■ DIRECTIONS
Which lines in the entries below contain the word "instance"? Pull out each of those lines in full.
** Start **
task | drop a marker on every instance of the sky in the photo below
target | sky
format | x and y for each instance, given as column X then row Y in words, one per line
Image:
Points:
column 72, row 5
** End **
■ SOLUTION TO THIS EXERCISE
task | drop a marker on every instance of the sky in the photo below
format | x and y for each instance, given as column X then row Y in words, one per line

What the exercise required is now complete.